Can you quote the material below verbatim, from its very first line through the line containing "pixel 22 254", leaving the pictures out?
------------------------------------------------------------------------
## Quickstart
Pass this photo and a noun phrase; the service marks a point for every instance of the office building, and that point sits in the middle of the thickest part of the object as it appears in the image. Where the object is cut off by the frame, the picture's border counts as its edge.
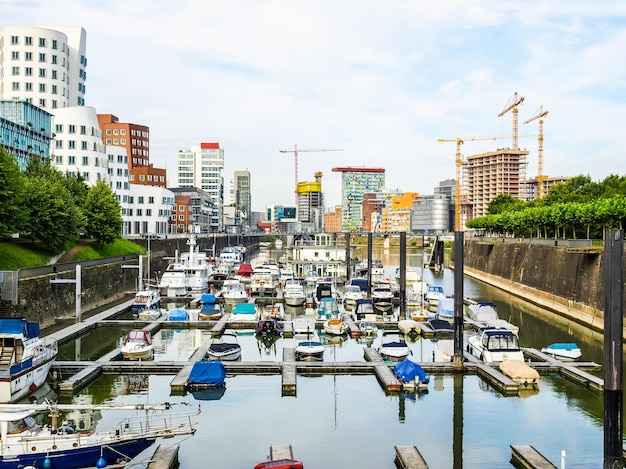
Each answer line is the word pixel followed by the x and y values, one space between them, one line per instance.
pixel 354 183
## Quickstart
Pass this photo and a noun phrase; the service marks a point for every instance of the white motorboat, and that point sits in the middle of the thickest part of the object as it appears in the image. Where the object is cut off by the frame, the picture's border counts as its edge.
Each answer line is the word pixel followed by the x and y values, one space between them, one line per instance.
pixel 234 292
pixel 310 350
pixel 493 345
pixel 148 299
pixel 335 326
pixel 564 351
pixel 351 294
pixel 26 444
pixel 25 358
pixel 224 347
pixel 393 346
pixel 245 312
pixel 138 345
pixel 485 312
pixel 294 294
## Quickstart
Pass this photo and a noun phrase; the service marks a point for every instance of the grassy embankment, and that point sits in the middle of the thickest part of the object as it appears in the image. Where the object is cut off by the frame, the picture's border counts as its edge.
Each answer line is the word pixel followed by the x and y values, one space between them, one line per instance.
pixel 22 254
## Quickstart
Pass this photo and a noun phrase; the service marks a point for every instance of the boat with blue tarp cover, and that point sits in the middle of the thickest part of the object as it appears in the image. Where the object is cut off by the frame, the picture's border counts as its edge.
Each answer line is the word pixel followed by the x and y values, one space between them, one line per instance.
pixel 26 444
pixel 206 374
pixel 410 374
pixel 25 358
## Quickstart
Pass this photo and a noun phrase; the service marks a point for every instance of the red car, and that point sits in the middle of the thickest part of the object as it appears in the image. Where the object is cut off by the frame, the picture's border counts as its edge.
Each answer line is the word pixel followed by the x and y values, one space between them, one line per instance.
pixel 280 464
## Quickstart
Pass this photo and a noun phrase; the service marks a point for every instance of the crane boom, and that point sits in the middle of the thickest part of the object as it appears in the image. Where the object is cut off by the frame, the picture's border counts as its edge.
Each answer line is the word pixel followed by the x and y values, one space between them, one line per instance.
pixel 516 101
pixel 540 177
pixel 295 152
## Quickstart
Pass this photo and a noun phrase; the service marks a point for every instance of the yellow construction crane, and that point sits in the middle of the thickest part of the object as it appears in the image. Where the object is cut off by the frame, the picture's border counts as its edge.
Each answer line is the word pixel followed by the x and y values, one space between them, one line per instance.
pixel 295 152
pixel 459 162
pixel 540 177
pixel 513 102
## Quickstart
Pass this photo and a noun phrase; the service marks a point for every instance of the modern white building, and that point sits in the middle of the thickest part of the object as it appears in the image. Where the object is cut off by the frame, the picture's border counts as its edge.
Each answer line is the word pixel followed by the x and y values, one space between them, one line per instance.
pixel 46 66
pixel 201 166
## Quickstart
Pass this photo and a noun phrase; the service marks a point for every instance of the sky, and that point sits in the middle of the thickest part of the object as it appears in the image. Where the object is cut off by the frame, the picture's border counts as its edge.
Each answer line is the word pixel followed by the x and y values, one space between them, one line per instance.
pixel 377 81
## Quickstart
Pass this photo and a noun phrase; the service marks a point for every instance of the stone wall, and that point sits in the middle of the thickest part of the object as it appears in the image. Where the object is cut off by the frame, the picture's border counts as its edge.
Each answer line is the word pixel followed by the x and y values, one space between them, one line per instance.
pixel 568 281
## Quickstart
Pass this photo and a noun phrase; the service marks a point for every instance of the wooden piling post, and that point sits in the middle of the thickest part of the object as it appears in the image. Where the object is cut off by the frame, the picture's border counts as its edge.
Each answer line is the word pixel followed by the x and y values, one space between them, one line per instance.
pixel 613 323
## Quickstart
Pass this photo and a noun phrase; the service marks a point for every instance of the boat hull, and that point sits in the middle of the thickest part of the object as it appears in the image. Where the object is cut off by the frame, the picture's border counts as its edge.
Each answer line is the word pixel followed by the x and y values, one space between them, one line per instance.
pixel 78 457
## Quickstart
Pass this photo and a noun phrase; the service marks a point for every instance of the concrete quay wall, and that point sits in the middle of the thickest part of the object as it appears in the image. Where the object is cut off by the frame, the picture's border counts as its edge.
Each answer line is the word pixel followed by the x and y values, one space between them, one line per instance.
pixel 568 281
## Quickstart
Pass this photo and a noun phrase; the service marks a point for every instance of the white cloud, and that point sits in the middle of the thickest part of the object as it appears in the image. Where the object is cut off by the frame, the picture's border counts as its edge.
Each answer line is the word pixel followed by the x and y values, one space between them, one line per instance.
pixel 381 80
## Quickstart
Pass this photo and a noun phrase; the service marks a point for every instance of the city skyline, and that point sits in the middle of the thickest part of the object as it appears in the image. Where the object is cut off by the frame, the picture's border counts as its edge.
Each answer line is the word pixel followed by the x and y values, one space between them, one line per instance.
pixel 380 81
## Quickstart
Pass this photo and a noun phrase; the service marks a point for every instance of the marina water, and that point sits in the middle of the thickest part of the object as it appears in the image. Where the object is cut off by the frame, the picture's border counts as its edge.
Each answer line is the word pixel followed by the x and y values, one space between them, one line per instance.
pixel 347 421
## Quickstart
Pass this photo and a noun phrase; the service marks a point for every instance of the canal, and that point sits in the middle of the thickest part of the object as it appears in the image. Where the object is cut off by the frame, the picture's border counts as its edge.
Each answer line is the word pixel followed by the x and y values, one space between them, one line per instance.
pixel 348 421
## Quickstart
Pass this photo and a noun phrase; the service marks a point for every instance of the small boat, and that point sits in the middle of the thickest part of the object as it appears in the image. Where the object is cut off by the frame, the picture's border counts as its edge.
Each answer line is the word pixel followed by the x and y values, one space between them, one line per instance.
pixel 368 328
pixel 26 444
pixel 309 350
pixel 393 346
pixel 520 372
pixel 328 307
pixel 138 345
pixel 280 464
pixel 493 345
pixel 485 312
pixel 565 351
pixel 224 347
pixel 433 295
pixel 245 312
pixel 294 295
pixel 210 309
pixel 268 326
pixel 351 294
pixel 335 326
pixel 443 351
pixel 25 358
pixel 411 375
pixel 445 309
pixel 408 327
pixel 382 297
pixel 274 311
pixel 178 314
pixel 149 299
pixel 364 310
pixel 206 374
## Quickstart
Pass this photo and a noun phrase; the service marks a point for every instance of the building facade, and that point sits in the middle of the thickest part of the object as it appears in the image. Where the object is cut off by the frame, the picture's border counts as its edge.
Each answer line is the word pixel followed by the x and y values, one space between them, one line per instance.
pixel 24 131
pixel 489 174
pixel 354 183
pixel 43 66
pixel 201 167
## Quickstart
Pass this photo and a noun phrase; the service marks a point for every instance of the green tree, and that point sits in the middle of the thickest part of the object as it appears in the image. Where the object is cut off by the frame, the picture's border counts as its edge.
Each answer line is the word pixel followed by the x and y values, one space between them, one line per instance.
pixel 52 215
pixel 12 215
pixel 103 219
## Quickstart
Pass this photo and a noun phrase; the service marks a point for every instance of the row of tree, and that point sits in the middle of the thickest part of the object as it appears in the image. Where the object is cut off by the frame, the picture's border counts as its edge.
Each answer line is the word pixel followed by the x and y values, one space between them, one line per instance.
pixel 45 205
pixel 576 208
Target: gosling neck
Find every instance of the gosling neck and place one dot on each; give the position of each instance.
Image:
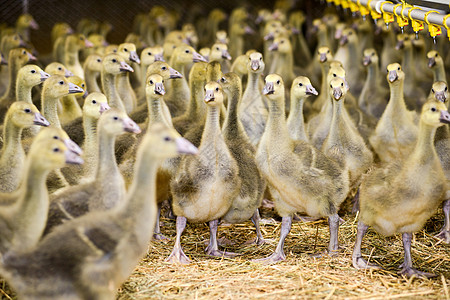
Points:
(109, 87)
(49, 109)
(296, 121)
(23, 92)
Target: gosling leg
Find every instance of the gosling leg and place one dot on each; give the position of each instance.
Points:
(279, 255)
(255, 220)
(406, 267)
(177, 255)
(358, 261)
(213, 248)
(444, 234)
(157, 232)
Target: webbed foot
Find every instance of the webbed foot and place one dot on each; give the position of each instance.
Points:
(444, 235)
(274, 258)
(178, 257)
(411, 272)
(361, 264)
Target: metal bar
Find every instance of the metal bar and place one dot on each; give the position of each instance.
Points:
(416, 14)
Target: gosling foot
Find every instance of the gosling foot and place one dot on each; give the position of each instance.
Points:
(411, 272)
(274, 258)
(361, 264)
(444, 235)
(178, 257)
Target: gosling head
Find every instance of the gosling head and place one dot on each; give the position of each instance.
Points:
(32, 75)
(162, 68)
(274, 87)
(128, 52)
(337, 89)
(219, 52)
(58, 86)
(435, 114)
(56, 68)
(155, 86)
(324, 54)
(23, 114)
(434, 59)
(115, 64)
(151, 54)
(213, 94)
(395, 73)
(115, 122)
(255, 62)
(302, 87)
(94, 105)
(440, 91)
(370, 57)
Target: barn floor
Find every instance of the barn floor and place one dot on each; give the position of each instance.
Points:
(299, 276)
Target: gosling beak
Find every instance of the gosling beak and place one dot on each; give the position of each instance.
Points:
(268, 88)
(130, 126)
(40, 120)
(174, 73)
(445, 117)
(196, 57)
(134, 57)
(343, 40)
(209, 96)
(185, 147)
(73, 147)
(159, 89)
(337, 93)
(226, 55)
(73, 88)
(270, 36)
(104, 107)
(31, 56)
(255, 65)
(248, 30)
(72, 158)
(88, 43)
(440, 96)
(431, 62)
(44, 75)
(68, 73)
(124, 67)
(159, 57)
(393, 76)
(273, 47)
(310, 90)
(34, 25)
(399, 45)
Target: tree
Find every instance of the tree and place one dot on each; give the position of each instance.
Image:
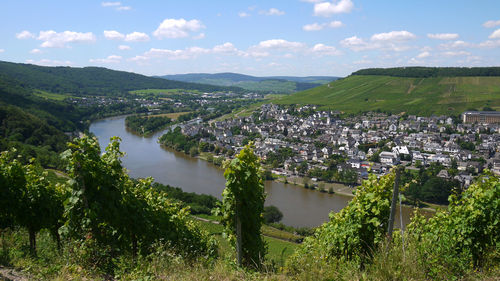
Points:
(272, 214)
(28, 199)
(242, 207)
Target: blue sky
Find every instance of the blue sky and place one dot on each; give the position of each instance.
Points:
(274, 37)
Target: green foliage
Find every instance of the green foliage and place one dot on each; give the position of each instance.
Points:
(272, 214)
(421, 96)
(282, 84)
(28, 199)
(92, 80)
(243, 200)
(355, 232)
(146, 126)
(459, 239)
(424, 72)
(179, 141)
(198, 203)
(120, 214)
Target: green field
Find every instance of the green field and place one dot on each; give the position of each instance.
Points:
(161, 92)
(424, 96)
(51, 96)
(278, 250)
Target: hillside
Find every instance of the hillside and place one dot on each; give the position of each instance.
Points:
(425, 96)
(276, 84)
(91, 80)
(424, 72)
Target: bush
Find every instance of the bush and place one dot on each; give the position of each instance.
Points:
(353, 233)
(272, 214)
(459, 239)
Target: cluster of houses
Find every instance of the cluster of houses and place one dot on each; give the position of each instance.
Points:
(371, 142)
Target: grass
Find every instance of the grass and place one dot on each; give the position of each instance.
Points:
(423, 96)
(278, 249)
(389, 263)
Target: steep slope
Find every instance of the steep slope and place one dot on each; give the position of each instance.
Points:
(426, 96)
(276, 84)
(91, 80)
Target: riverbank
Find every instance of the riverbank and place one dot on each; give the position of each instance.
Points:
(146, 158)
(325, 187)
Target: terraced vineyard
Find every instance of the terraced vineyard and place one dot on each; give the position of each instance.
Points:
(424, 96)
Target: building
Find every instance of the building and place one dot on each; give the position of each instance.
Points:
(481, 117)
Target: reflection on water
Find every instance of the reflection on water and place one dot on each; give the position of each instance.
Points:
(146, 158)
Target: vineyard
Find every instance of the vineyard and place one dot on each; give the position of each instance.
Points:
(101, 224)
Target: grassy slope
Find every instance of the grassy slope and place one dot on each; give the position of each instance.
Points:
(441, 95)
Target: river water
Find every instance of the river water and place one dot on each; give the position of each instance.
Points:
(146, 158)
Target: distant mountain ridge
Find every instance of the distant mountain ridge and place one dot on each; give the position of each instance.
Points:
(426, 72)
(391, 90)
(92, 80)
(275, 84)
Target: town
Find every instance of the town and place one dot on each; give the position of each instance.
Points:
(369, 143)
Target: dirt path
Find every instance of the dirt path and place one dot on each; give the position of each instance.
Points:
(10, 274)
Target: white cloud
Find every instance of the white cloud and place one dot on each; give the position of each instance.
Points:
(363, 61)
(193, 52)
(321, 49)
(423, 55)
(490, 44)
(52, 39)
(313, 27)
(111, 4)
(136, 37)
(25, 35)
(49, 62)
(227, 48)
(272, 12)
(402, 35)
(199, 36)
(326, 9)
(459, 44)
(280, 44)
(113, 35)
(131, 37)
(495, 34)
(356, 44)
(335, 24)
(491, 23)
(117, 5)
(177, 28)
(393, 40)
(317, 26)
(124, 47)
(455, 53)
(443, 36)
(109, 59)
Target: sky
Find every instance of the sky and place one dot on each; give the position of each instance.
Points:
(261, 38)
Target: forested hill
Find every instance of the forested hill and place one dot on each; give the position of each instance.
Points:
(275, 84)
(425, 72)
(422, 96)
(91, 80)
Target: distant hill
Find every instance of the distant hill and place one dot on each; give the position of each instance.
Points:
(91, 80)
(425, 72)
(275, 84)
(425, 96)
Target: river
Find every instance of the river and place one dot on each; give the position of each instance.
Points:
------------------------------------------------------------------------
#### Result of the task
## Quickstart
Pass this photo and a noun phrase; the service marks a point for every instance of the office building, and that point sits in the middle of the thickest part of the object as it appears in the image. Where the object is cut off by the frame, the picture's border counts as its edge.
Each answer line is the word pixel followed by the x and y values, one space between them, one line per instance.
pixel 354 183
## Quickstart
Pass this photo and a noun phrase; the service marks a point for every instance of the white motorboat, and that point sits in the middle of the thickest part of the object as it appears in the image. Where the object is cut off by the frame, the picture's border counts as its edge.
Each answer line is the word pixel followed by the x and y values, one space between them, one line per instance.
pixel 234 292
pixel 310 350
pixel 493 345
pixel 148 299
pixel 335 326
pixel 564 351
pixel 351 294
pixel 26 444
pixel 25 358
pixel 224 347
pixel 393 346
pixel 245 312
pixel 138 345
pixel 485 312
pixel 294 294
## Quickstart
Pass this photo and a noun phrase; the service marks a point for every instance of the grassy embankment, and that point sits in the middle of the thickest part of the object as it appears in the image. Where the object is cut off by the frame, the picture's border counts as its edge.
Each answer line is the word pixel followed by the x and y values, one space between them, one line per instance.
pixel 22 254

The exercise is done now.